▸ **WHAT NEEDS TO BE DONE**: Copy out word for word the lines from the one containing "Target: sandy soil" through the end of the items below.

[Start of ROWS]

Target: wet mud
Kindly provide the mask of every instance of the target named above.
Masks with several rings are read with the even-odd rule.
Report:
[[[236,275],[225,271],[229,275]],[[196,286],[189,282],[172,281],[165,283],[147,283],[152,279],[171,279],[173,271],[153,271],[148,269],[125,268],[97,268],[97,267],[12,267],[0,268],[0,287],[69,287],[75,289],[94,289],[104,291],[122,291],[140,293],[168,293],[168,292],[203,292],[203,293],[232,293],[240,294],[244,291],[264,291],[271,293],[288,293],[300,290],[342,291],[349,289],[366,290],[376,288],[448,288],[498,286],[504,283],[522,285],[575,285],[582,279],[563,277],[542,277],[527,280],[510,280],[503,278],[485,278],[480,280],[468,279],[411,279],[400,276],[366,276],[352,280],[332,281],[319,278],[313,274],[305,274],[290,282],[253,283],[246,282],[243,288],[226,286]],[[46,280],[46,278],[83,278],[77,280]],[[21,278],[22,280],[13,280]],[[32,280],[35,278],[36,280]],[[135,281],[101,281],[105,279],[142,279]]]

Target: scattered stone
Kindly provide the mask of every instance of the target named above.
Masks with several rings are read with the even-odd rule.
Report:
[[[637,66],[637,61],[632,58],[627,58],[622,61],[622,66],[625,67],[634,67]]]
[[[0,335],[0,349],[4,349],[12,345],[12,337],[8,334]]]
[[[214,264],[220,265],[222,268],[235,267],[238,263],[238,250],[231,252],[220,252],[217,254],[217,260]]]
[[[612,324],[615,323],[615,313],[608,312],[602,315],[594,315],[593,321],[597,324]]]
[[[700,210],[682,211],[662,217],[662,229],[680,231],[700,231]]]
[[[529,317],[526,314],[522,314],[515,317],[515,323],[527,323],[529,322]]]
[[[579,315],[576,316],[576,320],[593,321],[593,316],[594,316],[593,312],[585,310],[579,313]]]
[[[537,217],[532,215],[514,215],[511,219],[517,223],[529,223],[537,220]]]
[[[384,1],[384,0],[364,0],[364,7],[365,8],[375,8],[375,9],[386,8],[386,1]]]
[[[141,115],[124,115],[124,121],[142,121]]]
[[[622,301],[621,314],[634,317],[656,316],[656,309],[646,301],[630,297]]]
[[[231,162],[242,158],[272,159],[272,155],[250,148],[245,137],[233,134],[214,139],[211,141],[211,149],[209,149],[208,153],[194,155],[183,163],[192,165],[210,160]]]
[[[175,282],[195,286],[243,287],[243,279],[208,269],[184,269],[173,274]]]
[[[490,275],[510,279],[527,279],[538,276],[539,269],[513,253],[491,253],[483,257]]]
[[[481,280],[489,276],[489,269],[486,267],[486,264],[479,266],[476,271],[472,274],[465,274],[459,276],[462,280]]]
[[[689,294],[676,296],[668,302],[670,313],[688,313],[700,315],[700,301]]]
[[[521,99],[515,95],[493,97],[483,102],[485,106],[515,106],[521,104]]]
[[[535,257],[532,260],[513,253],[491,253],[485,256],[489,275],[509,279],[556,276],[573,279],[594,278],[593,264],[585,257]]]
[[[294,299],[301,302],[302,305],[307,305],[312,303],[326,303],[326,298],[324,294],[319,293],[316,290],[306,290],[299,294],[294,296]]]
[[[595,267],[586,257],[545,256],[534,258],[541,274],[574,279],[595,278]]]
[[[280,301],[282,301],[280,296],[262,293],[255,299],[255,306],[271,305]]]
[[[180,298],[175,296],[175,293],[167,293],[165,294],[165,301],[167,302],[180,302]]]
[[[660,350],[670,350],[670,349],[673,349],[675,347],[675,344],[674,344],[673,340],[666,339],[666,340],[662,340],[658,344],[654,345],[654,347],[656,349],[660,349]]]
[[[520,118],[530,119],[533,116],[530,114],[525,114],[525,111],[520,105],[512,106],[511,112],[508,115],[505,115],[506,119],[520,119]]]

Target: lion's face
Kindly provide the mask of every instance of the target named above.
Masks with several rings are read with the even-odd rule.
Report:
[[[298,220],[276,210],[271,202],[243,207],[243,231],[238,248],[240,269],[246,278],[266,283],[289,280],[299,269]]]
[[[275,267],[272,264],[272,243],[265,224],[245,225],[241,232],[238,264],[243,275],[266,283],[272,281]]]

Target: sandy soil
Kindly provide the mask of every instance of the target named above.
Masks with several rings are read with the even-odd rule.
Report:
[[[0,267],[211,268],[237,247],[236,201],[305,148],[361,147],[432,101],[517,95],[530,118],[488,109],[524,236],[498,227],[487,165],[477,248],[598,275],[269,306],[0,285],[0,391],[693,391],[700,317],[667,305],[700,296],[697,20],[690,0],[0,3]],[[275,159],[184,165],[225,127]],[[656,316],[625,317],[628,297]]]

[End of ROWS]

▸ **WORKED SOLUTION**:
Target: sandy soil
Kindly provide the mask of every instance of the target named above.
Masks with several rings are read with the even-odd rule.
Report:
[[[0,267],[211,268],[237,247],[236,201],[305,148],[361,147],[432,101],[517,95],[530,118],[488,109],[524,236],[498,227],[487,165],[477,248],[598,275],[269,306],[0,285],[0,391],[693,391],[700,317],[667,305],[700,296],[697,20],[690,0],[0,3]],[[275,159],[184,165],[225,127]],[[656,316],[625,317],[628,297]]]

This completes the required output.